AUFGABE -> Suche unten alle Zeilen heraus, in denen das Wort „logo“ vorkommt, und schreibe jede davon ab.

EXTRAHIERTE DATEN ->
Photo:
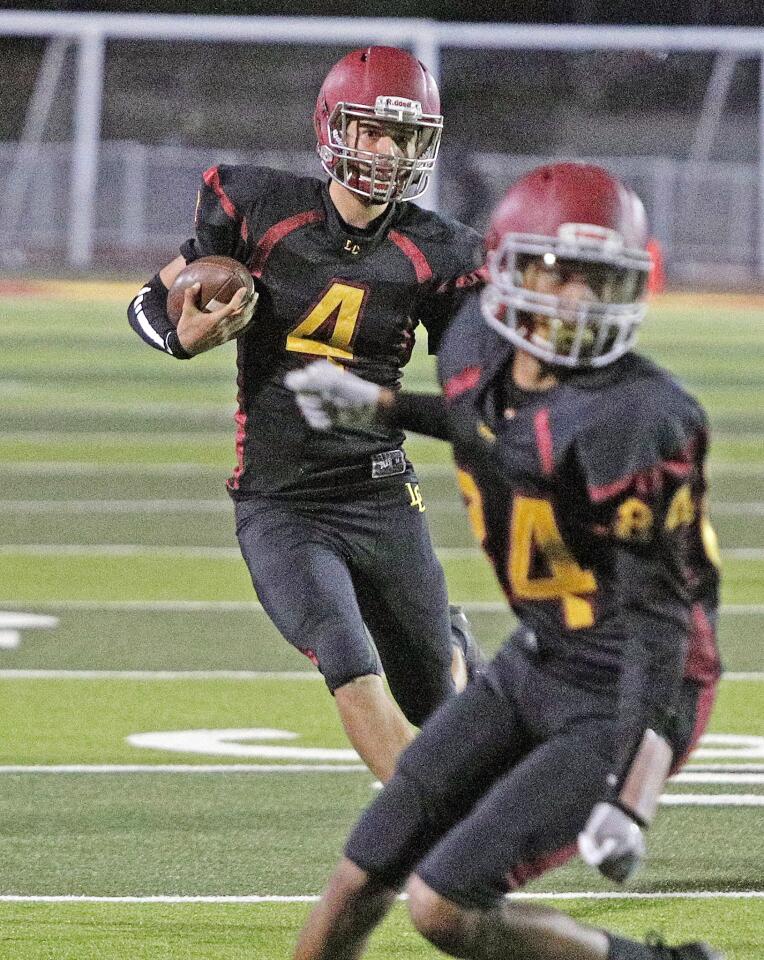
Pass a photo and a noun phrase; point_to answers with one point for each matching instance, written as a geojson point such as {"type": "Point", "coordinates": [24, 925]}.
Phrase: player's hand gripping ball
{"type": "Point", "coordinates": [220, 278]}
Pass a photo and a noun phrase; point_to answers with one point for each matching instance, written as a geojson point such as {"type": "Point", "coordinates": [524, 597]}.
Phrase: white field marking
{"type": "Point", "coordinates": [223, 505]}
{"type": "Point", "coordinates": [163, 675]}
{"type": "Point", "coordinates": [667, 799]}
{"type": "Point", "coordinates": [730, 746]}
{"type": "Point", "coordinates": [238, 742]}
{"type": "Point", "coordinates": [72, 467]}
{"type": "Point", "coordinates": [692, 776]}
{"type": "Point", "coordinates": [725, 767]}
{"type": "Point", "coordinates": [11, 625]}
{"type": "Point", "coordinates": [233, 553]}
{"type": "Point", "coordinates": [314, 897]}
{"type": "Point", "coordinates": [117, 506]}
{"type": "Point", "coordinates": [51, 674]}
{"type": "Point", "coordinates": [726, 436]}
{"type": "Point", "coordinates": [252, 606]}
{"type": "Point", "coordinates": [183, 768]}
{"type": "Point", "coordinates": [56, 467]}
{"type": "Point", "coordinates": [712, 800]}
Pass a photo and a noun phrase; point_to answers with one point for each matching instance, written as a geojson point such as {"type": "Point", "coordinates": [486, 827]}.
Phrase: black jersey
{"type": "Point", "coordinates": [589, 501]}
{"type": "Point", "coordinates": [326, 290]}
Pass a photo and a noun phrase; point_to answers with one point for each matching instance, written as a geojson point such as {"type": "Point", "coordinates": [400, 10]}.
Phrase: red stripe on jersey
{"type": "Point", "coordinates": [461, 382]}
{"type": "Point", "coordinates": [544, 440]}
{"type": "Point", "coordinates": [703, 707]}
{"type": "Point", "coordinates": [409, 249]}
{"type": "Point", "coordinates": [240, 417]}
{"type": "Point", "coordinates": [277, 233]}
{"type": "Point", "coordinates": [212, 178]}
{"type": "Point", "coordinates": [466, 280]}
{"type": "Point", "coordinates": [311, 655]}
{"type": "Point", "coordinates": [702, 663]}
{"type": "Point", "coordinates": [650, 480]}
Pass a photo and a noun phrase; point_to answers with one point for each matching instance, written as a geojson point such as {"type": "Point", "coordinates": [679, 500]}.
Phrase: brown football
{"type": "Point", "coordinates": [220, 278]}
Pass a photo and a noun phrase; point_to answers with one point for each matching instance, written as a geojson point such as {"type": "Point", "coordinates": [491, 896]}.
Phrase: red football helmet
{"type": "Point", "coordinates": [576, 219]}
{"type": "Point", "coordinates": [391, 86]}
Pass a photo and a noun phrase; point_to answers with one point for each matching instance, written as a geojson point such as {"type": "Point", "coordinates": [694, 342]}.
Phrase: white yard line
{"type": "Point", "coordinates": [223, 505]}
{"type": "Point", "coordinates": [314, 898]}
{"type": "Point", "coordinates": [189, 436]}
{"type": "Point", "coordinates": [56, 467]}
{"type": "Point", "coordinates": [233, 553]}
{"type": "Point", "coordinates": [141, 675]}
{"type": "Point", "coordinates": [252, 606]}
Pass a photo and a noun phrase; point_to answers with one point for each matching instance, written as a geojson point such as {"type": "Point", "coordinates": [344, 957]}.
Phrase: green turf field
{"type": "Point", "coordinates": [119, 574]}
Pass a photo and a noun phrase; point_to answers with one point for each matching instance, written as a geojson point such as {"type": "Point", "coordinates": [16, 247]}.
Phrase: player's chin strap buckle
{"type": "Point", "coordinates": [388, 464]}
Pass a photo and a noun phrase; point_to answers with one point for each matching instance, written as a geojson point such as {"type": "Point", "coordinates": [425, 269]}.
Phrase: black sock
{"type": "Point", "coordinates": [622, 949]}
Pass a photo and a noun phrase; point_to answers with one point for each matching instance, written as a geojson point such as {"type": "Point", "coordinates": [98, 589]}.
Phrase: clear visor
{"type": "Point", "coordinates": [591, 326]}
{"type": "Point", "coordinates": [399, 175]}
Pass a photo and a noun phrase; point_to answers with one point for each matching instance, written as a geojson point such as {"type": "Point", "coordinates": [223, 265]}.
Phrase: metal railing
{"type": "Point", "coordinates": [682, 214]}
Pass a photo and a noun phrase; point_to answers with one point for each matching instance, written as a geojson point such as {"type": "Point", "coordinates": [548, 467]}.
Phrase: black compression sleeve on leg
{"type": "Point", "coordinates": [623, 949]}
{"type": "Point", "coordinates": [147, 315]}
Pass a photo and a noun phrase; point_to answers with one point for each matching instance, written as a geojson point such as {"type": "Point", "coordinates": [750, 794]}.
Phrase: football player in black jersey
{"type": "Point", "coordinates": [331, 525]}
{"type": "Point", "coordinates": [582, 465]}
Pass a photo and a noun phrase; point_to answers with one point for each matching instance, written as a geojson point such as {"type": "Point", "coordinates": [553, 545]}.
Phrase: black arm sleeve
{"type": "Point", "coordinates": [423, 413]}
{"type": "Point", "coordinates": [147, 315]}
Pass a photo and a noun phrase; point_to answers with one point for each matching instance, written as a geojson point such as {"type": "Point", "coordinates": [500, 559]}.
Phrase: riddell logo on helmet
{"type": "Point", "coordinates": [399, 107]}
{"type": "Point", "coordinates": [590, 234]}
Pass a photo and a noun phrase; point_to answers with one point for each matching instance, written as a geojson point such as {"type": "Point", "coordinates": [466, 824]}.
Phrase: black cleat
{"type": "Point", "coordinates": [686, 951]}
{"type": "Point", "coordinates": [461, 635]}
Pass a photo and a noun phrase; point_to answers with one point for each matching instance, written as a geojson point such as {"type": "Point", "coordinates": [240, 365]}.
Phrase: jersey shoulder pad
{"type": "Point", "coordinates": [629, 433]}
{"type": "Point", "coordinates": [452, 247]}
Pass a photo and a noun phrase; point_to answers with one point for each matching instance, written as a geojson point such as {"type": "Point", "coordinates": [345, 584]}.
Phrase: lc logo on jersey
{"type": "Point", "coordinates": [415, 497]}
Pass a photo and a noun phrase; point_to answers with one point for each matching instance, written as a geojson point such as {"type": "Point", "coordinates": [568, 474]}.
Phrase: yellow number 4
{"type": "Point", "coordinates": [534, 526]}
{"type": "Point", "coordinates": [328, 328]}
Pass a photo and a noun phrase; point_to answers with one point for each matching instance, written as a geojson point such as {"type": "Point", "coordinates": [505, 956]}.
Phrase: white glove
{"type": "Point", "coordinates": [612, 842]}
{"type": "Point", "coordinates": [329, 396]}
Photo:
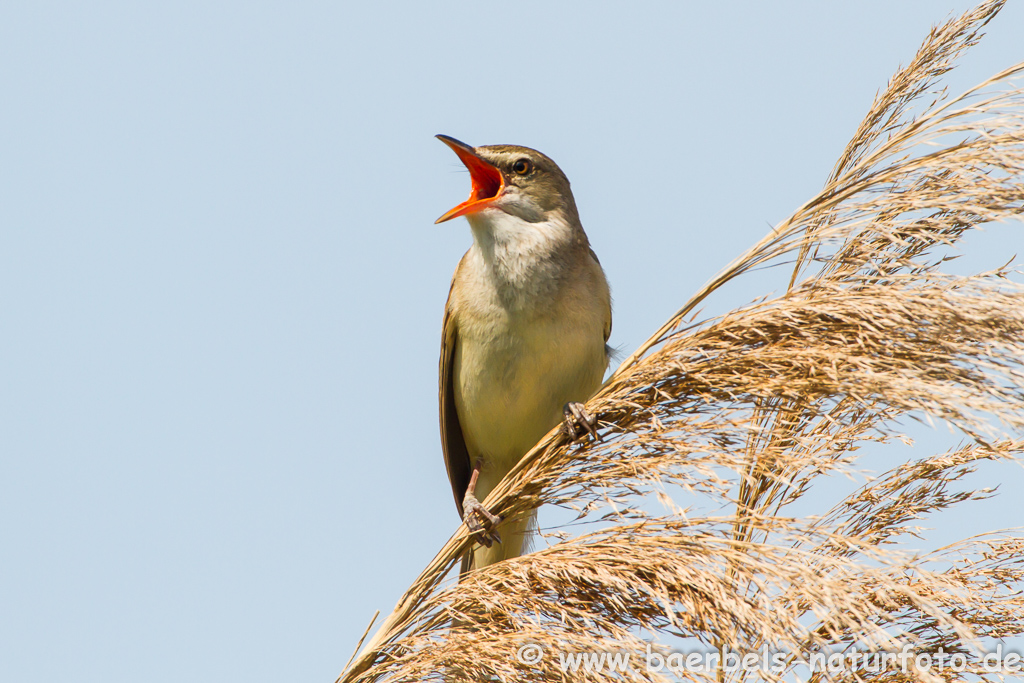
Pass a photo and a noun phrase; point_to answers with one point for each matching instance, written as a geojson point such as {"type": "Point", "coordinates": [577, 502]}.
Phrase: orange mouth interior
{"type": "Point", "coordinates": [487, 183]}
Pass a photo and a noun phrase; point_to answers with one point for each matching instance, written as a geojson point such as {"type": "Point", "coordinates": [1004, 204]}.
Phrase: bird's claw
{"type": "Point", "coordinates": [577, 422]}
{"type": "Point", "coordinates": [480, 521]}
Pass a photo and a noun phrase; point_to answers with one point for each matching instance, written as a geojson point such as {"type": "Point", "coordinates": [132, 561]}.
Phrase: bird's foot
{"type": "Point", "coordinates": [479, 521]}
{"type": "Point", "coordinates": [578, 422]}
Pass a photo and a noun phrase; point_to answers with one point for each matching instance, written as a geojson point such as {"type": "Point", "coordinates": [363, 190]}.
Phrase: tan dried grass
{"type": "Point", "coordinates": [748, 411]}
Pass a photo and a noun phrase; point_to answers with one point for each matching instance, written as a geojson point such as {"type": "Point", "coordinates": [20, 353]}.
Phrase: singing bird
{"type": "Point", "coordinates": [524, 337]}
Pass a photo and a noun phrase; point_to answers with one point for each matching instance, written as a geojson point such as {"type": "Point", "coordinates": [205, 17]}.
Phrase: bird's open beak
{"type": "Point", "coordinates": [487, 180]}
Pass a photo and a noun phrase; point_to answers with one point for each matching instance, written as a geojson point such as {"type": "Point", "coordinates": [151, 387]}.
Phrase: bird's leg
{"type": "Point", "coordinates": [479, 520]}
{"type": "Point", "coordinates": [577, 422]}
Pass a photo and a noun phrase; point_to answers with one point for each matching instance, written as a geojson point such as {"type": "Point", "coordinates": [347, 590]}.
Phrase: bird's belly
{"type": "Point", "coordinates": [511, 387]}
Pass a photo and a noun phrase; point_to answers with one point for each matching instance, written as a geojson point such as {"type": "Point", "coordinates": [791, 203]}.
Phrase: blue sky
{"type": "Point", "coordinates": [221, 286]}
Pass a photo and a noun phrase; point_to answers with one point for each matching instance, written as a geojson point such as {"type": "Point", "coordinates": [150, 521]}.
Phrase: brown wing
{"type": "Point", "coordinates": [453, 442]}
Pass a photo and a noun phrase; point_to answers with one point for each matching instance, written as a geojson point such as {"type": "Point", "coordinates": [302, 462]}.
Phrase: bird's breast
{"type": "Point", "coordinates": [514, 373]}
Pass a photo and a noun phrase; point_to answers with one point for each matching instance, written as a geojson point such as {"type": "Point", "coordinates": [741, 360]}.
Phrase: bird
{"type": "Point", "coordinates": [524, 334]}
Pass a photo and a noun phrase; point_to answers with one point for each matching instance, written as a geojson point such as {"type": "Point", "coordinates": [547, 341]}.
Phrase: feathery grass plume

ERGEBNIS ->
Phrase: riddell logo on helmet
Phrase: lc logo on jersey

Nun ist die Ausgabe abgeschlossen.